Assignment:
Copy every line of the records that includes the word "residential".

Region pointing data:
=== Section Start ===
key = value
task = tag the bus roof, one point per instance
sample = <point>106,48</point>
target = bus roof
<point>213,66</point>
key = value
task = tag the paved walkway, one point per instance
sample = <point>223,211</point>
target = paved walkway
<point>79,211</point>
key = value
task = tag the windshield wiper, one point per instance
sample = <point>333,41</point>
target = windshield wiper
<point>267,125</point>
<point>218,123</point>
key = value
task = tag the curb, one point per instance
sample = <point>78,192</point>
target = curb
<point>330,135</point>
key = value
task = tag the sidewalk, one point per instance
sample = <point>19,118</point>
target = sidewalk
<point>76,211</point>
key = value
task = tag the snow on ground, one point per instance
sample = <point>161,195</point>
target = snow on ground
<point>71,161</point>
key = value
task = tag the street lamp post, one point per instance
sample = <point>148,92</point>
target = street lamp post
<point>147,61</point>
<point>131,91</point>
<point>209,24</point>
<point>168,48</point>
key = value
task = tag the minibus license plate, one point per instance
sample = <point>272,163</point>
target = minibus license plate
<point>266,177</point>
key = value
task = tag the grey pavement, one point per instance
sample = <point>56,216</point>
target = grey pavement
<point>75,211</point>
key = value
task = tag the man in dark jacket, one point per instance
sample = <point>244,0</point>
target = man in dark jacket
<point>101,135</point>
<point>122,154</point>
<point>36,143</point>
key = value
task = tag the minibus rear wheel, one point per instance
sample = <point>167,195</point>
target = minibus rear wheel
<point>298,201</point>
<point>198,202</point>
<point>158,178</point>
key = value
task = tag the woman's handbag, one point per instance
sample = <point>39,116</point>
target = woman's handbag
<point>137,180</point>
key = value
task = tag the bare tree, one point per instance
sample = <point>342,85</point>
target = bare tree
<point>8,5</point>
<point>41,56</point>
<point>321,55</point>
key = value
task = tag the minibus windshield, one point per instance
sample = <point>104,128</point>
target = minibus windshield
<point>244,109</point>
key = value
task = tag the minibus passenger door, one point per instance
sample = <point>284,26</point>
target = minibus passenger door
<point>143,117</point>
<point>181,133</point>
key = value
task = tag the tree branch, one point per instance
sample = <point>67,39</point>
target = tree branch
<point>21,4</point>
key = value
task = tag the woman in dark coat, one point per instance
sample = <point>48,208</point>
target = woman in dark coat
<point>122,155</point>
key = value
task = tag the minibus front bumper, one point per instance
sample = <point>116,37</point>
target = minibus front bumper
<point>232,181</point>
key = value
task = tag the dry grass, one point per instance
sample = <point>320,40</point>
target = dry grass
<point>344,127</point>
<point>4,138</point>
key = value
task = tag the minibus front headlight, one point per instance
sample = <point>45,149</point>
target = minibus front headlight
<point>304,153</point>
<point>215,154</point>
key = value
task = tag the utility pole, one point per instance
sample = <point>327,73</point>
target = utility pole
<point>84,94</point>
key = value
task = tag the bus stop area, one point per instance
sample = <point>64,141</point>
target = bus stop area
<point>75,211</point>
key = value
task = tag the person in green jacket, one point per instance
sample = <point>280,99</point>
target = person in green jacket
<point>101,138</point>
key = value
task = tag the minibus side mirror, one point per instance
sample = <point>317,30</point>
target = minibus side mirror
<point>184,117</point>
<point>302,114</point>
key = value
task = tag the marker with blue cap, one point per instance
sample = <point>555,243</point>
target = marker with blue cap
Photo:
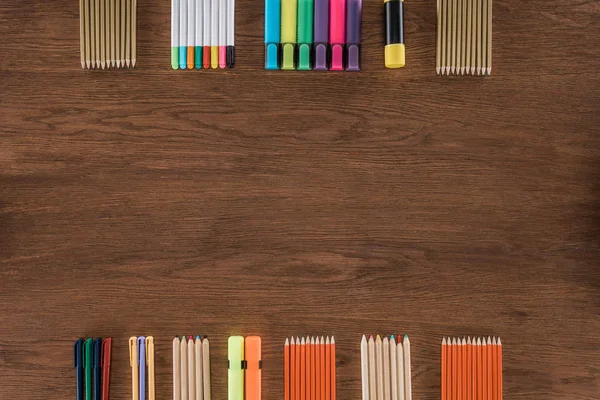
<point>272,33</point>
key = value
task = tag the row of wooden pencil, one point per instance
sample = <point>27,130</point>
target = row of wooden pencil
<point>191,368</point>
<point>385,368</point>
<point>471,368</point>
<point>464,37</point>
<point>107,33</point>
<point>309,368</point>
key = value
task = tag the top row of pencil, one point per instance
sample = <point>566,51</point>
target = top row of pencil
<point>321,35</point>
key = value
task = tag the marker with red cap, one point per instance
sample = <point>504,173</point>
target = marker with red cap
<point>337,33</point>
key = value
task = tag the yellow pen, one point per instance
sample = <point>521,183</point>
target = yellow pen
<point>133,362</point>
<point>150,364</point>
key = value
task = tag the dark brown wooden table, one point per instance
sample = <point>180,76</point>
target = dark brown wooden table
<point>154,202</point>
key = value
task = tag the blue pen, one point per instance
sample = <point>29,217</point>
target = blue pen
<point>272,33</point>
<point>78,361</point>
<point>142,364</point>
<point>97,369</point>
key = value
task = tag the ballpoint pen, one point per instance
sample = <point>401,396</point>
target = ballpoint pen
<point>78,362</point>
<point>97,368</point>
<point>150,364</point>
<point>133,362</point>
<point>88,358</point>
<point>106,350</point>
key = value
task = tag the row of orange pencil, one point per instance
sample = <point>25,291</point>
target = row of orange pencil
<point>471,368</point>
<point>309,368</point>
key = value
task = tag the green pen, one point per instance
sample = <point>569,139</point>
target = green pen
<point>88,358</point>
<point>305,33</point>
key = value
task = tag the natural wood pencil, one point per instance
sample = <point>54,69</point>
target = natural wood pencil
<point>97,31</point>
<point>133,33</point>
<point>453,23</point>
<point>81,32</point>
<point>479,44</point>
<point>459,38</point>
<point>386,368</point>
<point>400,368</point>
<point>123,28</point>
<point>379,366</point>
<point>102,34</point>
<point>323,365</point>
<point>333,371</point>
<point>372,370</point>
<point>286,370</point>
<point>128,34</point>
<point>443,368</point>
<point>489,38</point>
<point>444,43</point>
<point>499,369</point>
<point>438,48</point>
<point>303,369</point>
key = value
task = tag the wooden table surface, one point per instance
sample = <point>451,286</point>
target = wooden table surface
<point>156,202</point>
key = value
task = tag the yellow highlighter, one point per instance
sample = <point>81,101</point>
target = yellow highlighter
<point>236,368</point>
<point>289,23</point>
<point>394,33</point>
<point>133,361</point>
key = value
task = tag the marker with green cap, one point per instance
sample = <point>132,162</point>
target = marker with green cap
<point>88,358</point>
<point>305,33</point>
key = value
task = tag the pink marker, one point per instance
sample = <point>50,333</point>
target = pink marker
<point>337,33</point>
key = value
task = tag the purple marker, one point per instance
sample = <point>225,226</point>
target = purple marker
<point>353,34</point>
<point>321,39</point>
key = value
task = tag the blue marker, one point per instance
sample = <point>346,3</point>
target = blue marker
<point>272,33</point>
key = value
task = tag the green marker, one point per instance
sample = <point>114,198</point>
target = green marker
<point>305,33</point>
<point>88,358</point>
<point>289,14</point>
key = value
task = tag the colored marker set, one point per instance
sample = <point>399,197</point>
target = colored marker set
<point>202,34</point>
<point>316,35</point>
<point>141,360</point>
<point>385,368</point>
<point>92,357</point>
<point>244,375</point>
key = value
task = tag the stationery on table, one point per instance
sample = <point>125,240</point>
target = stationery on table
<point>191,368</point>
<point>107,33</point>
<point>464,37</point>
<point>202,34</point>
<point>141,360</point>
<point>385,368</point>
<point>309,368</point>
<point>92,368</point>
<point>471,368</point>
<point>316,35</point>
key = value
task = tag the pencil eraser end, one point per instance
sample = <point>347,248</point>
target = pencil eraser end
<point>288,57</point>
<point>321,57</point>
<point>304,57</point>
<point>394,55</point>
<point>337,57</point>
<point>353,58</point>
<point>272,56</point>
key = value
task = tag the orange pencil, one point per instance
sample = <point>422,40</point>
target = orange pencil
<point>464,371</point>
<point>490,369</point>
<point>286,370</point>
<point>499,369</point>
<point>297,379</point>
<point>494,369</point>
<point>323,382</point>
<point>303,370</point>
<point>293,369</point>
<point>333,371</point>
<point>444,368</point>
<point>459,377</point>
<point>318,369</point>
<point>327,369</point>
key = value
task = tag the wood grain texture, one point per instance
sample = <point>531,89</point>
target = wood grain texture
<point>250,202</point>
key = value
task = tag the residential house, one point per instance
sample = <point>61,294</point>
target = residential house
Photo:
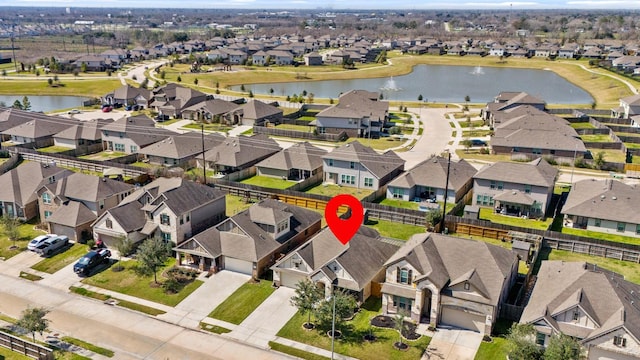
<point>444,280</point>
<point>252,240</point>
<point>179,149</point>
<point>527,133</point>
<point>515,188</point>
<point>83,135</point>
<point>239,153</point>
<point>171,208</point>
<point>254,112</point>
<point>607,206</point>
<point>354,267</point>
<point>18,186</point>
<point>299,162</point>
<point>428,181</point>
<point>359,113</point>
<point>358,166</point>
<point>69,205</point>
<point>130,134</point>
<point>586,302</point>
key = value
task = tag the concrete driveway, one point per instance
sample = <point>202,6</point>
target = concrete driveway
<point>453,344</point>
<point>197,306</point>
<point>264,322</point>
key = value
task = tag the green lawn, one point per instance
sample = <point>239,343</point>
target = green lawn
<point>489,215</point>
<point>333,190</point>
<point>131,283</point>
<point>58,261</point>
<point>243,302</point>
<point>27,232</point>
<point>395,230</point>
<point>268,181</point>
<point>351,344</point>
<point>602,236</point>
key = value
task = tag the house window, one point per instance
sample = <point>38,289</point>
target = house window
<point>619,341</point>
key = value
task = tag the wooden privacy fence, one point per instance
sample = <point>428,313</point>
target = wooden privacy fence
<point>24,347</point>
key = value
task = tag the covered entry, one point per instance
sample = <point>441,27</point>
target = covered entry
<point>462,318</point>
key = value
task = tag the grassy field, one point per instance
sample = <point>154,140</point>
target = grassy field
<point>351,344</point>
<point>269,182</point>
<point>58,261</point>
<point>243,302</point>
<point>395,230</point>
<point>130,282</point>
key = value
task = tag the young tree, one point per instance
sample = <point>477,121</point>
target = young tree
<point>521,343</point>
<point>563,347</point>
<point>306,298</point>
<point>152,254</point>
<point>33,321</point>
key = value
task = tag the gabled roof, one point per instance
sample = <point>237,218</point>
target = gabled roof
<point>446,261</point>
<point>608,299</point>
<point>537,172</point>
<point>433,173</point>
<point>182,145</point>
<point>241,150</point>
<point>302,156</point>
<point>604,199</point>
<point>378,164</point>
<point>19,185</point>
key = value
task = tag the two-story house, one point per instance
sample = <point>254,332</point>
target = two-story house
<point>428,181</point>
<point>69,205</point>
<point>358,166</point>
<point>450,281</point>
<point>171,208</point>
<point>18,186</point>
<point>518,189</point>
<point>589,303</point>
<point>607,206</point>
<point>252,240</point>
<point>325,261</point>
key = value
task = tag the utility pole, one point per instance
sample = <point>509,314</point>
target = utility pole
<point>446,191</point>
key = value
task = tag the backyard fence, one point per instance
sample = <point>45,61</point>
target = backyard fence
<point>24,347</point>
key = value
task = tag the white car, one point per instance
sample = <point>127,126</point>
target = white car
<point>38,240</point>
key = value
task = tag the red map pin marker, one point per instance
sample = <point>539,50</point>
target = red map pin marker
<point>344,229</point>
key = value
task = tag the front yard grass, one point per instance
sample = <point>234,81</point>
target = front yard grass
<point>130,282</point>
<point>394,230</point>
<point>352,344</point>
<point>333,190</point>
<point>243,302</point>
<point>26,231</point>
<point>58,261</point>
<point>268,181</point>
<point>489,215</point>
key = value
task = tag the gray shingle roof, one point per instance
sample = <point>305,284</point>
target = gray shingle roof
<point>604,199</point>
<point>537,172</point>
=== Section End ===
Exercise solution:
task = tag the residential house, one point per instance
target = residential house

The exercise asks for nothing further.